• [QUESTIONS TO ANSWER]:
• A. Reproduce everything in the catheter removal page from "These are recommendations" down to "litres per day.".
• B. Write the next part of the catheter removal page, picking up after its final sentence.

• [READING PASSAGE]:

A subsidiary of the University Medical Center Hamburg-Eppendorf

Ein Katheter

Outpatient catheter removal

If the connection between your urinary bladder and urethra (anamastosis) has not yet fully healed by the time you are discharged, the indwelling catheter will have to remain in place for a few more days. During this period, just like during your inpatient stay with us, your urine will collect in a small bag that you can attach discreetly to your leg. Before you are discharged, we will make an appointment for a date when, in our experience, your urinary catheter will be ready to be removed. You should consider this appointment more of a guide, as the healing process can sometimes take a little longer. This is not uncommon and in no way compromises the success of the surgery. 

In most cases, your urinary catheter will be removed at an appointment arranged with your usual urologist. However, you are also welcome to make an appointment in our Outpatient department.


Your contact person

Dr. Gisa Mehring

Your questions are welcome

Outpatient catheter removal at the Martini-Klinik

We would like to give you an idea of the process of removing an indwelling catheter in our Outpatient department. Of course, your urologist may follow a different procedure.
In some cases, we may need to perform special ultrasound scans or X-ray imaging (cystograms) to see whether the anastomosis has fully healed. After that, the indwelling catheter is removed. Catheter removal is a painless procedure and is performed by a member of our Outpatient team. They will speak with you in detail about what you need to bear in mind over the coming days and weeks. We will ask you to pass water after removal of the catheter, after which we will perform an ultrasound scan of the urinary bladder to check you have fully emptied it. During this appointment, we will also check whether any lymphatic fluid has accumulated in your pelvic region. Please allow two to three hours for this outpatient appointment. As a precaution, we recommend visiting your urologist seven days after the catheter is removed so that they can test your urine for bacteria.

Recommendations following catheter removal

These are recommendations for patients who have not signed up for a follow-up treatment regimen or whose follow-up treatment has not yet started.

Drinking and going to the toilet

  • Drink plenty of fluids: you should be drinking 1.5 to 2 litres per day.
  • Do not go to the toilet unless you need to go. But if your bladder tells you to go, don’t delay!

(Referring expression data)
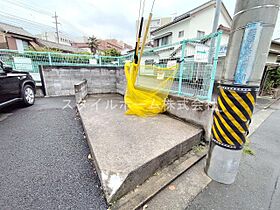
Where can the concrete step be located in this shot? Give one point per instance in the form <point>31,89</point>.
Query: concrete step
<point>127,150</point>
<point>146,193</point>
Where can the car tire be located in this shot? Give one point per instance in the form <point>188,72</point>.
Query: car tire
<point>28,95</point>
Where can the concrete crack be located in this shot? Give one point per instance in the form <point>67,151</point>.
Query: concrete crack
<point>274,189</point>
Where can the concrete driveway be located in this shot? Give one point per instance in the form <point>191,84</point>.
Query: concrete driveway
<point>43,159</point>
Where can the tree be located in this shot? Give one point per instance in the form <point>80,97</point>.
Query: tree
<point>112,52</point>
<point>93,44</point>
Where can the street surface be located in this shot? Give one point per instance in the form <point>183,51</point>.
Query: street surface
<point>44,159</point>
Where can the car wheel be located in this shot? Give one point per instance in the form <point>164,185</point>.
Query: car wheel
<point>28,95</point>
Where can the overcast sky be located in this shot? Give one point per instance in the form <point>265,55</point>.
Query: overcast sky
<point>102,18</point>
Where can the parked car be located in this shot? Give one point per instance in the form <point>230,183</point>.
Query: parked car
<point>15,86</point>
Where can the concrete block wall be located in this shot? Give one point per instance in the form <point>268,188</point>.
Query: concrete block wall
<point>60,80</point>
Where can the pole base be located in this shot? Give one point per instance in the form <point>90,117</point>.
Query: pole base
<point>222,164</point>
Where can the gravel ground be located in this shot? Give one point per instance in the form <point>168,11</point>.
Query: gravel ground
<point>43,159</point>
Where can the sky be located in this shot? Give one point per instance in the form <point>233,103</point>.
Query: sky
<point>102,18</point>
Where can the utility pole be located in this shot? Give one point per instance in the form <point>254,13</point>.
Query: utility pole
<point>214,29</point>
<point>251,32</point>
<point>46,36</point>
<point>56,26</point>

• [ANSWERS BY ITEM NUMBER]:
• A.
These are recommendations for patients who have not signed up for a follow-up treatment regimen or whose follow-up treatment has not yet started.

Drinking and going to the toilet

  • Drink plenty of fluids: you should be drinking 1.5 to 2 litres per day.

• B.
  • Pay attention to your stool. Make sure to keep your stool soft. Plum juice, detox teas and Psyllium from a chemist or pharmacy can help with this.

Sport and activities

For the next four to six weeks you should avoid...

  • lifting and carrying heavy items
  • strenuous housework and gardening
  • sporting activities
  • ... and avoid cycling for 100 days to protect your sphincter

Incontinence pads

You can buy incontinence pads in pharmacies and health stores, and often in supermarkets, in a range of sizes and absorption capacities (from brands including TENA for men, Moli-Med for men protect, Seni man and Molinea).
You can and should avoid wearing incontinence pants.

Testing urine for bacteria

As a precaution, please visit your doctor or urologist for a urine test one week after your catheter is removed to check your urine for bacteria. We would be happy to provide this service at the Martini-Klinik.

What should I do if I don’t regain my continence?

If you don’t experience any form of improvement in your continence within four weeks of your catheter being removed, we recommend special training for your urethral sphincter through physiotherapy.

Drinking, sport and continence with a catheter – what rules are there after prostate surgery?

Following surgery to remove your prostate, the catheter placed during the procedure will usually be removed around a week later by your usual urologist. It may remain in place for a shorter or longer period, which does not compromise the success of the surgery. In short, our recommendations are: Drink 1.5 to 2 litres of fluid per day; don’t go to the toilet unless you need to – but if your bladder tells you to go, don’t delay. Keeping mobile is good, but avoid sports for around five weeks and avoid cycling for 100 days.